### Provided data
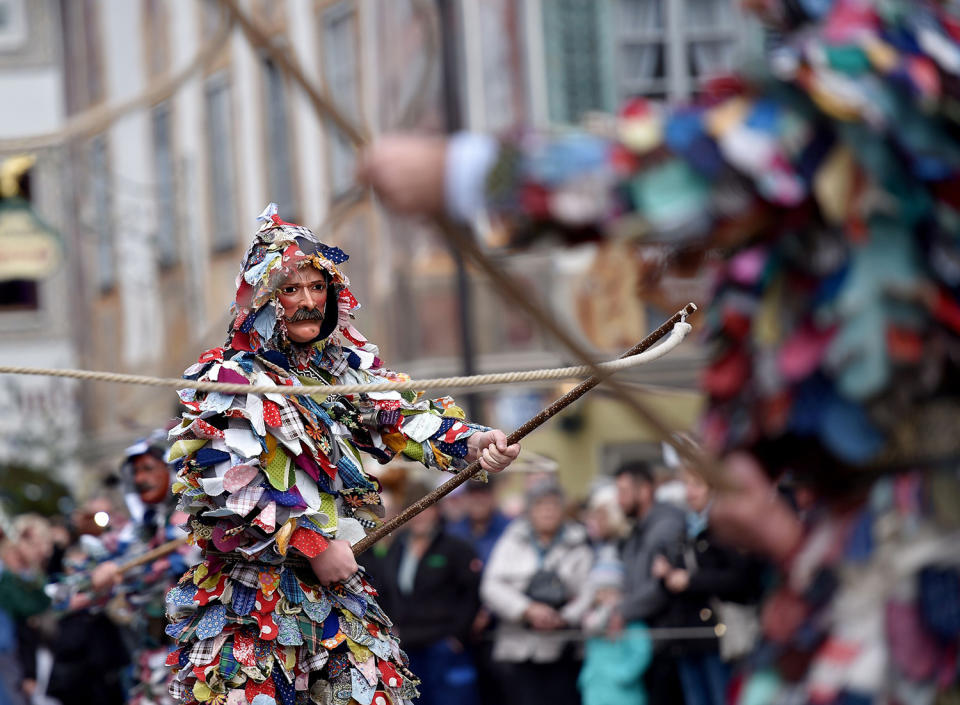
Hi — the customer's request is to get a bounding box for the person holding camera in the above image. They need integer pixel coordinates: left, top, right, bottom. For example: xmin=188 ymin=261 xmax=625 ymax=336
xmin=480 ymin=482 xmax=593 ymax=705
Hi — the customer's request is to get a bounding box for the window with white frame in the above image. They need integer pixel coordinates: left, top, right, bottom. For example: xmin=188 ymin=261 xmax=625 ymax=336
xmin=614 ymin=0 xmax=742 ymax=101
xmin=321 ymin=1 xmax=360 ymax=198
xmin=150 ymin=102 xmax=177 ymax=266
xmin=88 ymin=135 xmax=116 ymax=291
xmin=0 ymin=0 xmax=27 ymax=51
xmin=541 ymin=0 xmax=616 ymax=123
xmin=542 ymin=0 xmax=744 ymax=123
xmin=204 ymin=74 xmax=237 ymax=250
xmin=263 ymin=58 xmax=298 ymax=223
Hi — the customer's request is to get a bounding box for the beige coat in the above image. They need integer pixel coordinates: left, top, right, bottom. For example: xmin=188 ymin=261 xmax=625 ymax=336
xmin=480 ymin=519 xmax=593 ymax=663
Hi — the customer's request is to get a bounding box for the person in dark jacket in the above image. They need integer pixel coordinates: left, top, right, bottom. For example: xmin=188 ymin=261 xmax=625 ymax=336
xmin=652 ymin=467 xmax=762 ymax=705
xmin=380 ymin=488 xmax=481 ymax=705
xmin=608 ymin=462 xmax=684 ymax=703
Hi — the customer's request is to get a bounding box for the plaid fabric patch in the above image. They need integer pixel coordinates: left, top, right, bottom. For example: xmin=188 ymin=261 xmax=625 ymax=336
xmin=230 ymin=563 xmax=260 ymax=588
xmin=167 ymin=680 xmax=193 ymax=702
xmin=220 ymin=642 xmax=240 ymax=680
xmin=190 ymin=636 xmax=223 ymax=666
xmin=227 ymin=485 xmax=263 ymax=516
xmin=327 ymin=654 xmax=350 ymax=680
xmin=300 ymin=649 xmax=330 ymax=673
xmin=341 ymin=571 xmax=366 ymax=595
xmin=297 ymin=613 xmax=327 ymax=654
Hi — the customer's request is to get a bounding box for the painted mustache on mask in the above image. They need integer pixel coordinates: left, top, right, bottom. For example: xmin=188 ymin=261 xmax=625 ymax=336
xmin=287 ymin=308 xmax=323 ymax=323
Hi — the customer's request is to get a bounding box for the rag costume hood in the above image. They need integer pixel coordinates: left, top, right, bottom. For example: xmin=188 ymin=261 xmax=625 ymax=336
xmin=227 ymin=203 xmax=367 ymax=354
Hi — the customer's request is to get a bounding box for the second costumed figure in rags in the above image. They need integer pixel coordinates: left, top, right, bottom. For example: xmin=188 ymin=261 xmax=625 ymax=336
xmin=167 ymin=204 xmax=520 ymax=705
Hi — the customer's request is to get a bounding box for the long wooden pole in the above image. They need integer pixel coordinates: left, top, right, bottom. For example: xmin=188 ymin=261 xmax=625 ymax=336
xmin=353 ymin=303 xmax=697 ymax=555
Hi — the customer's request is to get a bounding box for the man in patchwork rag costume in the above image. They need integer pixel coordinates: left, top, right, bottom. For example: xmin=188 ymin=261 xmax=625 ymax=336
xmin=167 ymin=204 xmax=520 ymax=705
xmin=363 ymin=0 xmax=960 ymax=705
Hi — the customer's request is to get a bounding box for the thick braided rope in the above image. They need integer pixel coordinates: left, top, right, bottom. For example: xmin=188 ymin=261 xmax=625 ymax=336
xmin=0 ymin=321 xmax=691 ymax=396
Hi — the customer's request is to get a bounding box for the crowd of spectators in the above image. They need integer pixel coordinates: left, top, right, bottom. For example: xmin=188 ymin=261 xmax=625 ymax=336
xmin=0 ymin=446 xmax=763 ymax=705
xmin=0 ymin=497 xmax=136 ymax=705
xmin=361 ymin=454 xmax=764 ymax=705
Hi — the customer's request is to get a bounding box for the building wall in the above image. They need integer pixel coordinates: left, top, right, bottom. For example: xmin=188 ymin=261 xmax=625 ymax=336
xmin=0 ymin=0 xmax=712 ymax=496
xmin=0 ymin=0 xmax=80 ymax=480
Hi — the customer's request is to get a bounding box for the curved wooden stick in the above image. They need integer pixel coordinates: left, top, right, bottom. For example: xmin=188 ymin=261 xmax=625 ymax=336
######
--- Exercise requirements ---
Rescale the part of the listing that opens with the line containing "for the man" and closes with the last line of the listing, rewriting every line with its requests and multiplying each bounding-box coordinate in the answers by 2.5, rounded to a whole number with halves going up. Keep the requests and their sample coordinates unchanged.

--- The completed task ---
Hi — the customer's request is to get a bounding box for the man in patchwork rag costume in the above image. They need integer pixel coordinates: left, top, right, bottom. For example: xmin=188 ymin=261 xmax=625 ymax=336
xmin=418 ymin=510 xmax=1300 ymax=1763
xmin=908 ymin=0 xmax=2400 ymax=1763
Hi — the customer's request is to get a bounding box for the thick braided rope in the above image. They need integer pixel coordinates: left, top, right, bottom. For example: xmin=188 ymin=261 xmax=625 ymax=336
xmin=0 ymin=803 xmax=1728 ymax=990
Hi — the customer's request is to get a bounding box for the crowd of spectators in the above image. They need integer pixel coordinates: left, top, right, bottom. For example: xmin=188 ymin=261 xmax=625 ymax=336
xmin=0 ymin=1115 xmax=1908 ymax=1763
xmin=0 ymin=1243 xmax=340 ymax=1763
xmin=903 ymin=1135 xmax=1910 ymax=1763
Hi — the customer's request is to get a bounding box for the building wall in the above image. They need integer pixel coordinates: left, top, right, bottom. For example: xmin=188 ymin=261 xmax=625 ymax=336
xmin=0 ymin=0 xmax=1780 ymax=1240
xmin=0 ymin=0 xmax=200 ymax=1200
Hi — the customer's request is to get a bounding box for the curved wooden stick in the above image. They need integer pixel coordinates: left, top, right, bottom. For example: xmin=188 ymin=261 xmax=625 ymax=336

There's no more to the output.